Instructions to follow =>
Count how many of the lines below contain the string "tree", matching case exactly. Give only the number.

***** Given information *****

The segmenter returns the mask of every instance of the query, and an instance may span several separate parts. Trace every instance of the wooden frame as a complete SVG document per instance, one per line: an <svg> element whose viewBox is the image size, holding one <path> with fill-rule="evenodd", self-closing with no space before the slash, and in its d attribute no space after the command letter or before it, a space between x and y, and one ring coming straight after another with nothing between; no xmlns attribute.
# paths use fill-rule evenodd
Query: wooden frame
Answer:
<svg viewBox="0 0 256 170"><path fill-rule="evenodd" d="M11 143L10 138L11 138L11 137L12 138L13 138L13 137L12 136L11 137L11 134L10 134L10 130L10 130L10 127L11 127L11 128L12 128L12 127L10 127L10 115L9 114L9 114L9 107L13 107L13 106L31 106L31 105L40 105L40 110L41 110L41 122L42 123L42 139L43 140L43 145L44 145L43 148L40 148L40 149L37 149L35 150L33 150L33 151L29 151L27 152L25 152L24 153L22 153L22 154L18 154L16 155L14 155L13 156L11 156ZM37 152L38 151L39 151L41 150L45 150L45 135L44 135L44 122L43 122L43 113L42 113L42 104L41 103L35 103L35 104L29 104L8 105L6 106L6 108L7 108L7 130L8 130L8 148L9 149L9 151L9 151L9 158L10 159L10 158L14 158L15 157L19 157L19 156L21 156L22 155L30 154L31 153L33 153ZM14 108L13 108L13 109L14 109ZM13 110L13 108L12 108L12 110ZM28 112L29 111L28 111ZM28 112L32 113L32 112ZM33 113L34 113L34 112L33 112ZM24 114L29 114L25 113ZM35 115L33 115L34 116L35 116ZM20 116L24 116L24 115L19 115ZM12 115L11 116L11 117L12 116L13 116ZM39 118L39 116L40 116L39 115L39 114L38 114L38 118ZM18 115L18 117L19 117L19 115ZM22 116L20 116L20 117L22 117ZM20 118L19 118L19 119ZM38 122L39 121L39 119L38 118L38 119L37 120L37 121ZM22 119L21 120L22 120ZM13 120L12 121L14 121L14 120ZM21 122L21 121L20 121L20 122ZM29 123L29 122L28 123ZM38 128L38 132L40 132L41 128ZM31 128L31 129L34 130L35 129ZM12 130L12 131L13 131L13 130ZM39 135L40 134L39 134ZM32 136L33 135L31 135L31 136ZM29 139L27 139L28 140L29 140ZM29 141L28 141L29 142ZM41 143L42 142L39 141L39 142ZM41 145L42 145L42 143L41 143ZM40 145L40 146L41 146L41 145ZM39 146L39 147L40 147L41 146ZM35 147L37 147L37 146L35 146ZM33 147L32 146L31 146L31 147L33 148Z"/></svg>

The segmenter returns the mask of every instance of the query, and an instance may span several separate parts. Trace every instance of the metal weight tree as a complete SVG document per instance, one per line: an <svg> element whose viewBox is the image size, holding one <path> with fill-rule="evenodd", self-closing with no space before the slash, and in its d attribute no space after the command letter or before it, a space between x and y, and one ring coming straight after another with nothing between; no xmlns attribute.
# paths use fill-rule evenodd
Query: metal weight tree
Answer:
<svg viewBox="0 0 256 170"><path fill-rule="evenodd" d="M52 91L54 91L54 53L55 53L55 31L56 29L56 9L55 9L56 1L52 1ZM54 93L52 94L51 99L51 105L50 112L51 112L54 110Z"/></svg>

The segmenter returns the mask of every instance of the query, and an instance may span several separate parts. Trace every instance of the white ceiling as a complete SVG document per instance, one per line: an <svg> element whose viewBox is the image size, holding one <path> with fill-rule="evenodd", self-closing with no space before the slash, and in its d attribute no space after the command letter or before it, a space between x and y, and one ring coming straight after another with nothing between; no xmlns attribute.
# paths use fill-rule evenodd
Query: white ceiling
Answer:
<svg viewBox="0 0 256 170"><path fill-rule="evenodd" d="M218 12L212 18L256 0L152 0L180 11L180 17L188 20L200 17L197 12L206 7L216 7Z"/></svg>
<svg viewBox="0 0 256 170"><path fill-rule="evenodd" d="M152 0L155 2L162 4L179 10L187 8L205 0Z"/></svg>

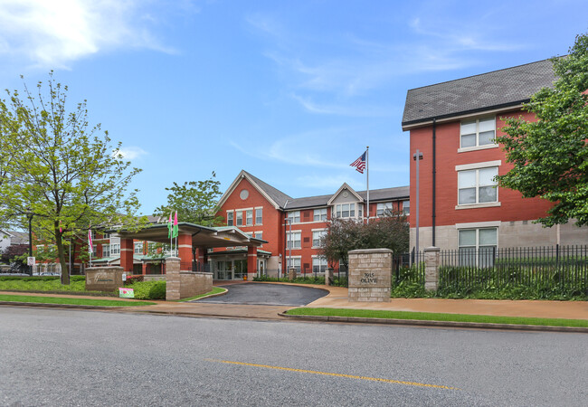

*****

Final result =>
2